Excerpted records >>
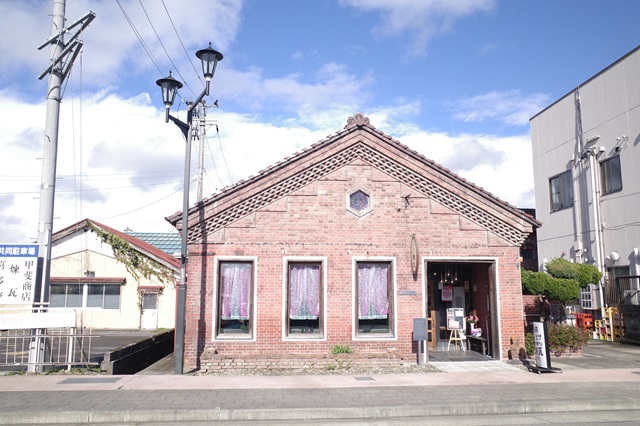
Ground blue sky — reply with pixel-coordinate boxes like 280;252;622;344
0;0;640;243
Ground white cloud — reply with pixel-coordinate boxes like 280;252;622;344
450;90;550;126
340;0;495;56
220;63;375;114
372;112;535;207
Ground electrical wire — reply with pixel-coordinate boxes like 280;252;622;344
216;124;233;184
162;0;205;88
204;133;224;190
116;0;162;75
138;0;196;97
98;188;182;221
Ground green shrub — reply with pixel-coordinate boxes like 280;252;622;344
547;324;589;353
546;278;580;303
576;263;602;288
521;270;580;303
546;258;602;287
331;345;353;355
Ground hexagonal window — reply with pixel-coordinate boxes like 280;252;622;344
347;189;371;216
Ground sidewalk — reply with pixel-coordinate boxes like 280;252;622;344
0;361;640;424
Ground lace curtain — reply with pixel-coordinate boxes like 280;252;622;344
358;263;389;319
220;263;251;320
289;264;320;320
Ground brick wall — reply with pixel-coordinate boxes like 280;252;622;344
185;162;523;370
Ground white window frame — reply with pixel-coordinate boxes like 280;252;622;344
211;256;258;342
549;170;575;212
282;256;327;341
351;256;398;341
49;281;122;312
600;155;623;195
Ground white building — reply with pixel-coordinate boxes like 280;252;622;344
49;219;180;330
530;47;640;307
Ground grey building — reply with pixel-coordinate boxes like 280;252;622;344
530;47;640;320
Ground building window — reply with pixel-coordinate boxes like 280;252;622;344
549;170;573;212
356;261;394;337
87;284;120;309
216;261;253;337
286;261;324;338
49;283;120;309
347;189;372;217
600;155;622;194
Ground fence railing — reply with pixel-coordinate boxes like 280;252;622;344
0;328;99;371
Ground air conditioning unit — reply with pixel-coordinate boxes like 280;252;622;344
580;284;602;311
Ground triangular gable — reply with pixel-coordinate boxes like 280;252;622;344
167;114;540;245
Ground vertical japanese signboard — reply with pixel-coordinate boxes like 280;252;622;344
533;322;551;368
0;244;38;305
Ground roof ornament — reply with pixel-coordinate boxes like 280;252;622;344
344;112;369;129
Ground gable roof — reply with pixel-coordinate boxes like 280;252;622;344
125;230;182;257
52;219;180;271
166;113;541;245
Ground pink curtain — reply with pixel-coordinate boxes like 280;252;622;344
220;263;251;320
358;263;389;319
289;264;320;319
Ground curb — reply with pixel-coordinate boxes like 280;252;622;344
5;399;640;425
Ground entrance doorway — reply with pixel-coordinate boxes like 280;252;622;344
424;259;499;358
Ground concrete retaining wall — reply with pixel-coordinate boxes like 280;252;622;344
101;330;174;374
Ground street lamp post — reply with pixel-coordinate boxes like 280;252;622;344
156;43;222;374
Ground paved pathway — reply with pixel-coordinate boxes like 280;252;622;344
0;342;640;424
0;366;640;424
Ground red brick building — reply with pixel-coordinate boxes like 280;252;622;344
167;114;540;370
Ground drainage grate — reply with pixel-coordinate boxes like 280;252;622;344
59;377;121;385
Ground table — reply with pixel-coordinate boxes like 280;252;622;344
467;334;487;355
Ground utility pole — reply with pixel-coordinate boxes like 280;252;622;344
29;0;96;369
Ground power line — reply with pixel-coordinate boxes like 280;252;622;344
116;0;162;75
98;188;182;221
138;0;195;97
162;0;204;88
216;124;233;184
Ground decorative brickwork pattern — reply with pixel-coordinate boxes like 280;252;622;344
188;142;528;246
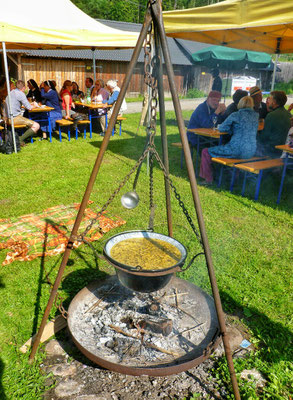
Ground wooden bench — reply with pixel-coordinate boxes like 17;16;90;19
56;119;73;142
234;158;284;200
8;124;34;143
112;117;127;136
75;119;91;140
212;157;266;192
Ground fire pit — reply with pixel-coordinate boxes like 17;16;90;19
68;276;219;376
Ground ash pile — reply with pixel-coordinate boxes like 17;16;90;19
68;277;218;375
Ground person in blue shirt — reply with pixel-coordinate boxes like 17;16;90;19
187;90;226;146
40;80;62;139
199;96;258;184
103;79;127;115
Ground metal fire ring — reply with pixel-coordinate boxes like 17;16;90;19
67;276;220;376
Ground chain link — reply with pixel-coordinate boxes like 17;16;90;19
150;147;203;248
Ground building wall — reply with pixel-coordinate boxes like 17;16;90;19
19;57;191;96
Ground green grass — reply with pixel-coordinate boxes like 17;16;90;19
0;112;293;400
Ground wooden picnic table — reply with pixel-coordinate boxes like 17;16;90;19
187;128;228;139
75;101;112;138
28;105;54;142
74;101;112;110
275;144;293;204
187;128;228;174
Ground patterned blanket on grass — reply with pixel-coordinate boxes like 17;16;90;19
0;203;126;265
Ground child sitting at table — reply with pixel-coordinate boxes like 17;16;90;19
199;96;258;185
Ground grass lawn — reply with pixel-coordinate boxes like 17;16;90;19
0;112;293;400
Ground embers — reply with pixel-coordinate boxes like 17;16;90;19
121;317;173;336
69;277;216;369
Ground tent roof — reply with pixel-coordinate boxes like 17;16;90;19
163;0;293;54
0;0;138;49
4;19;209;66
192;46;271;70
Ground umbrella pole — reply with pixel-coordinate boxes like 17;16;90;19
2;42;17;153
271;54;279;92
92;47;96;83
151;0;240;400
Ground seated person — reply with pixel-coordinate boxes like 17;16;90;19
212;68;222;92
249;86;268;119
91;79;109;136
281;118;293;158
257;90;291;157
40;80;62;139
91;79;109;103
71;82;84;101
60;79;84;132
26;79;42;103
187;90;226;146
5;80;40;145
199;96;258;184
223;89;248;120
85;77;95;98
102;79;127;115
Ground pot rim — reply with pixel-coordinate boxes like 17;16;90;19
103;229;187;276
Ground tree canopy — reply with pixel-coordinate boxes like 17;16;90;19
72;0;221;23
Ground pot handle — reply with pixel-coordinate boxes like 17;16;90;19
180;252;204;272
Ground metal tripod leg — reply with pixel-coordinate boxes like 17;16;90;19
29;9;152;360
151;1;240;400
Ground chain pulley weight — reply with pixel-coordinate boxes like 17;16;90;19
30;0;240;400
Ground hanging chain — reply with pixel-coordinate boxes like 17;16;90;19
74;146;149;242
151;147;203;247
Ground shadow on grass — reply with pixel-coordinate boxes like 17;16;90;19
31;219;107;340
0;278;7;400
220;291;293;363
55;268;110;367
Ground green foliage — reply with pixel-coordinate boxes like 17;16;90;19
72;0;226;23
185;88;206;99
275;80;293;94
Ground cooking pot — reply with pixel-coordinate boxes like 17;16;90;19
104;230;187;293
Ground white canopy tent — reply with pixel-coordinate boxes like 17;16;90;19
0;0;138;151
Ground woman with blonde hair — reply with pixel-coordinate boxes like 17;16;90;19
60;80;84;131
60;79;74;119
199;96;259;185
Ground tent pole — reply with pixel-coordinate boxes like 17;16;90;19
151;0;240;400
29;9;152;362
271;54;280;92
154;24;173;237
2;42;17;153
92;47;96;83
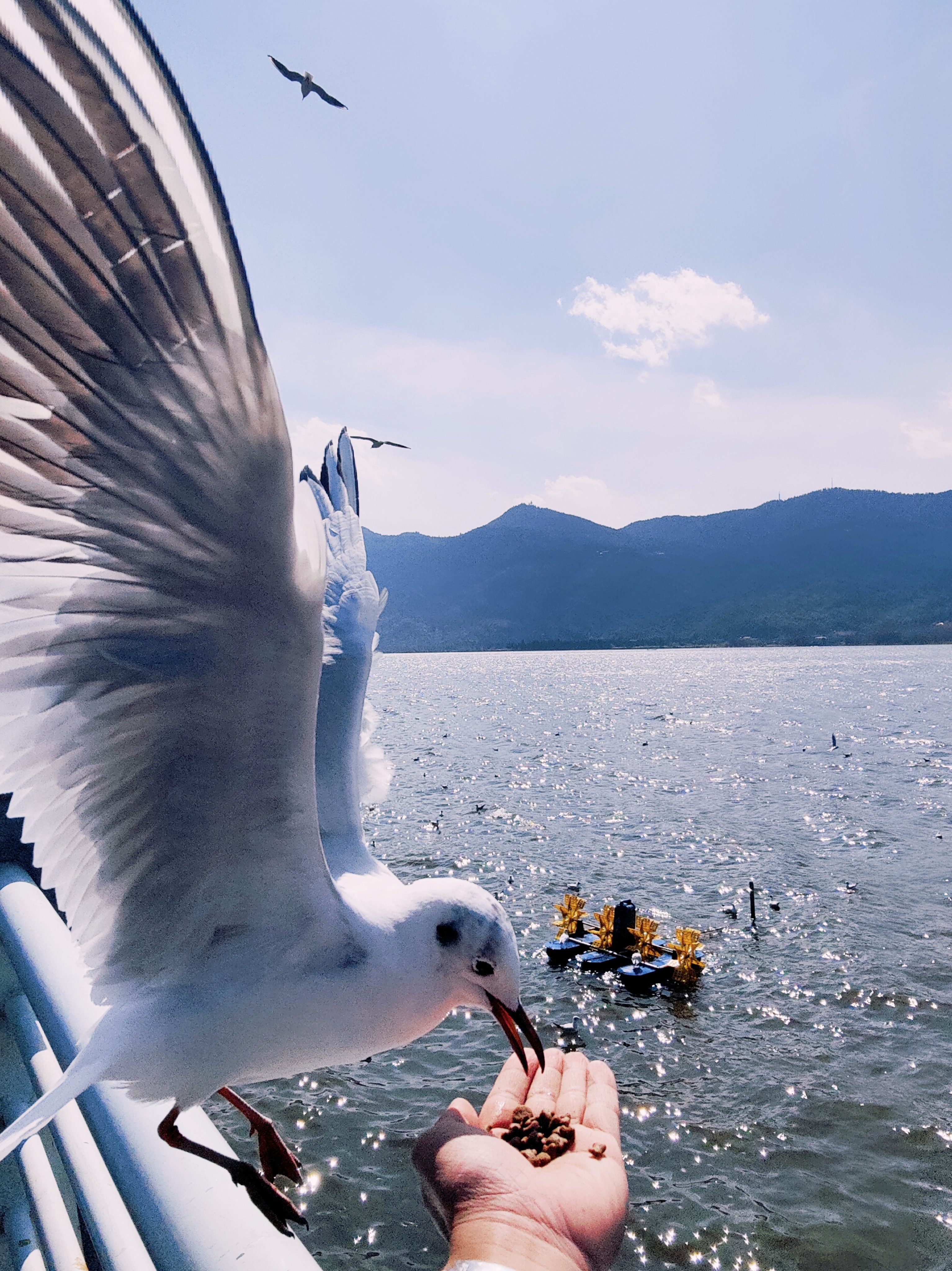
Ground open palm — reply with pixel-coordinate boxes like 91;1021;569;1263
413;1050;628;1271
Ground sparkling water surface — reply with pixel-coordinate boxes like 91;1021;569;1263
213;647;952;1271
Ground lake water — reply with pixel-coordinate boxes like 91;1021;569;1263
215;647;952;1271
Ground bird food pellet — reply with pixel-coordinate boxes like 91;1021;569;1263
502;1104;574;1167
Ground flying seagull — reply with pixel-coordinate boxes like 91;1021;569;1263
268;53;347;110
353;432;409;450
0;0;542;1234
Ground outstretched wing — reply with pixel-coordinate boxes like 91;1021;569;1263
311;83;347;110
0;0;343;998
301;429;391;878
268;53;304;84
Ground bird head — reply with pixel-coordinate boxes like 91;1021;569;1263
399;878;545;1070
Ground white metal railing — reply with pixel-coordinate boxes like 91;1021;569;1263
0;864;316;1271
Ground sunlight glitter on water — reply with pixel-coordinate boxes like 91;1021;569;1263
208;648;952;1271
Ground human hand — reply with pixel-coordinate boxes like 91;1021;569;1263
413;1050;628;1271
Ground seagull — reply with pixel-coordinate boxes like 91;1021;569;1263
268;53;347;110
0;0;543;1235
353;432;409;450
556;1016;585;1051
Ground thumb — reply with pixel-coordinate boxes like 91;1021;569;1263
446;1099;479;1126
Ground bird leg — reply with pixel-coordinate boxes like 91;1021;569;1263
159;1107;308;1235
219;1085;302;1183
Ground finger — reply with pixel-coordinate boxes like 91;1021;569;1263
479;1055;539;1130
582;1059;622;1144
556;1050;588;1125
526;1049;565;1116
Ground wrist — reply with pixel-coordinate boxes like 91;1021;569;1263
447;1214;588;1271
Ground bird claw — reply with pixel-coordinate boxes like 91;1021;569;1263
229;1161;308;1235
252;1121;302;1183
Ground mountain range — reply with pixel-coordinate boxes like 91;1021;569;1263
365;489;952;652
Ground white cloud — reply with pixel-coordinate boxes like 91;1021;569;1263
568;269;769;366
267;314;952;534
900;423;952;459
691;380;726;411
529;477;636;526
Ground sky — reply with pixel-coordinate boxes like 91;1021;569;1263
139;0;952;534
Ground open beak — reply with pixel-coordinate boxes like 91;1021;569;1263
485;993;545;1073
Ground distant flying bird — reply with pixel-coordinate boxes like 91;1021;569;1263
0;7;544;1234
268;53;347;110
352;432;409;450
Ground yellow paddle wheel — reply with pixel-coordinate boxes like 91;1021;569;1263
668;927;704;985
552;891;585;937
594;905;615;953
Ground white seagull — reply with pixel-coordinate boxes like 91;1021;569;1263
301;428;396;886
0;0;542;1230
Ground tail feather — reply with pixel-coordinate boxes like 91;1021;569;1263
0;1054;102;1161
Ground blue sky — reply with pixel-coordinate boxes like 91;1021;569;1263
139;0;952;534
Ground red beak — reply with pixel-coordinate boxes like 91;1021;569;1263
485;993;545;1073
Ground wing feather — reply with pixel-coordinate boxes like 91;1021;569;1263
0;0;344;998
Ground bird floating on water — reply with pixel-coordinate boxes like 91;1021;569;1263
556;1016;585;1051
0;0;534;1234
268;53;347;110
353;432;409;450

What the task asks >> Show every line of the records that contains the word "wing", with case counting.

Solution to this task >>
Ground outstretched wing — reply with pixel-coordinate boxes like 91;1021;569;1263
Ground wing feather — reply with pixel-coordinate boxes like 91;1021;569;1263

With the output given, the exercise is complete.